(Excerpts of pointing data)
—————
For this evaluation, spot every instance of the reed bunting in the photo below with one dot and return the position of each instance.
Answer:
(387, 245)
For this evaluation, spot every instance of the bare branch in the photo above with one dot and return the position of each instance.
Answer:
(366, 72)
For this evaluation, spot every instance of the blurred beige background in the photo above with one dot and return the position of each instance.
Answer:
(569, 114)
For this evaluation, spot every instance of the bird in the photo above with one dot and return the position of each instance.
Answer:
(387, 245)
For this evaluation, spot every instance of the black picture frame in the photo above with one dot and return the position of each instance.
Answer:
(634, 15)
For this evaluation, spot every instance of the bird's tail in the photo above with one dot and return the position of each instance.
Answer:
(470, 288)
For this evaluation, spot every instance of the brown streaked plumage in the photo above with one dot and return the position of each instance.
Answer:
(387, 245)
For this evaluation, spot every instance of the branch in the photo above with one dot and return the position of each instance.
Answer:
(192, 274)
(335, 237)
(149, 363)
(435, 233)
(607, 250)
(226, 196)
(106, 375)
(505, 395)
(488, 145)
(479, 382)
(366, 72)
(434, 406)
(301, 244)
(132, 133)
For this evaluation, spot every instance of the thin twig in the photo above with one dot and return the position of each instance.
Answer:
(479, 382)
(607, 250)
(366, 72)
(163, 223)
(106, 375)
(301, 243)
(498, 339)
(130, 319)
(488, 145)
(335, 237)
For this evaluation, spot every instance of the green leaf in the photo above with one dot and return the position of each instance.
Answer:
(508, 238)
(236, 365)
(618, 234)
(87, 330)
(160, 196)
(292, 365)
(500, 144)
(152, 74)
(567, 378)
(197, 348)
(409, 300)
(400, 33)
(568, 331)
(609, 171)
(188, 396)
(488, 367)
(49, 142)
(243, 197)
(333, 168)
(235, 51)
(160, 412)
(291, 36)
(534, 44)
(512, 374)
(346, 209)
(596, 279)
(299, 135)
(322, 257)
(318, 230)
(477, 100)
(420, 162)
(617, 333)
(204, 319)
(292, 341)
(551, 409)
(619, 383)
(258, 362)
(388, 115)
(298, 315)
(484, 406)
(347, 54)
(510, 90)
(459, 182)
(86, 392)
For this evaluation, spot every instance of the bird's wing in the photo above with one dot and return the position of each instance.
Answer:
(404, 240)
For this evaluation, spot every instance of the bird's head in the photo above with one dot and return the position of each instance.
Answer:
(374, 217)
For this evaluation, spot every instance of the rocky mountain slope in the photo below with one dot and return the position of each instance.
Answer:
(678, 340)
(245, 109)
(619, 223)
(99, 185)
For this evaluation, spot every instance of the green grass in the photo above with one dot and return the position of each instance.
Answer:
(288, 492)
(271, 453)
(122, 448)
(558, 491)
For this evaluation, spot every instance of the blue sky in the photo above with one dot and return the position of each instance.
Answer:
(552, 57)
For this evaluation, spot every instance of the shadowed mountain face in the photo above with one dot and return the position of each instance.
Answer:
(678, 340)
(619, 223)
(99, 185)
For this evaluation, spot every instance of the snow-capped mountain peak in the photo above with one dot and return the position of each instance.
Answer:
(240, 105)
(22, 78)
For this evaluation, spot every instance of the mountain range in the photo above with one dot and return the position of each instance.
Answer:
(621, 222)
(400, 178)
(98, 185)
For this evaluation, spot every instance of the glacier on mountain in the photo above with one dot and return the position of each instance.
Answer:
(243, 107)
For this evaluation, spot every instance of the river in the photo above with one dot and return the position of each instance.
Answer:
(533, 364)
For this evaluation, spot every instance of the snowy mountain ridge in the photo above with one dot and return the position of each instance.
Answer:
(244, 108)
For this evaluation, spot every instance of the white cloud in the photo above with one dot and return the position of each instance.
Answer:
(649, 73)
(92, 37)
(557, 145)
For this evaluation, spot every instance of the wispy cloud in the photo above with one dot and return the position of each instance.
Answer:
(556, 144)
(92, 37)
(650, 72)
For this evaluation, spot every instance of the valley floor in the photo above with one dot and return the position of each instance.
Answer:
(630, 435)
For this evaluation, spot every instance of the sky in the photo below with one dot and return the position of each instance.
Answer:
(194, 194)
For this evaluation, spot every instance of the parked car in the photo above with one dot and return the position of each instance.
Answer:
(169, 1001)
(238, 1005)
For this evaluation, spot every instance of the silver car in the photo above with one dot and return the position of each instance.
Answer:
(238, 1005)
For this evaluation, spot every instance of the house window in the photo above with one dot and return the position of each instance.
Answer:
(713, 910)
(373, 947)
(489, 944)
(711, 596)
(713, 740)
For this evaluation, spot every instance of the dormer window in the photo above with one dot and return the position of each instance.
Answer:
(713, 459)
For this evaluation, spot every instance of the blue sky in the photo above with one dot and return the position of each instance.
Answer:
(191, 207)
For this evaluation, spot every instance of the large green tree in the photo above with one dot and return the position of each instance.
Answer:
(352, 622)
—————
— STATED GOAL —
Give back exactly the lines running from the line containing "For this evaluation, spot every instance of the wispy" through the end of the material above, both included, and nothing beyond them.

— COMPLETE ANSWER —
For this evaluation, spot every instance of the wispy cloud in the photo above with one dot and return the position of each instance.
Answer:
(556, 144)
(92, 37)
(650, 72)
For this evaluation, spot every instance of the valley floor in the photo above with one dot and return the position of each instance.
Answer:
(630, 435)
For this evaluation, spot every instance of the sky in the photo below with one dot and return the position of each instance.
Answer:
(194, 194)
For this evaluation, spot every instance of the parked car in the photo above with one dot and return the position of each instance.
Answer:
(169, 1001)
(238, 1005)
For this evaluation, spot every instance of the silver car in the photo above with one dot and return the position of each instance.
Answer:
(238, 1005)
For this evaluation, spot every instance of the house window in the photo above with one dot and return the position of each instance.
Answer:
(713, 910)
(373, 947)
(489, 944)
(711, 596)
(713, 740)
For this evaluation, spot every instance of the dormer window in the photo above with one dot and return the position of each instance.
Answer:
(713, 459)
For this evaluation, spot every instance of the blue sky in the photo above with one dot and return the position of each instance.
Answer:
(191, 207)
For this evaluation, spot every instance of the large green tree in the photo above with one dot and return the position of each instance.
Answer:
(352, 622)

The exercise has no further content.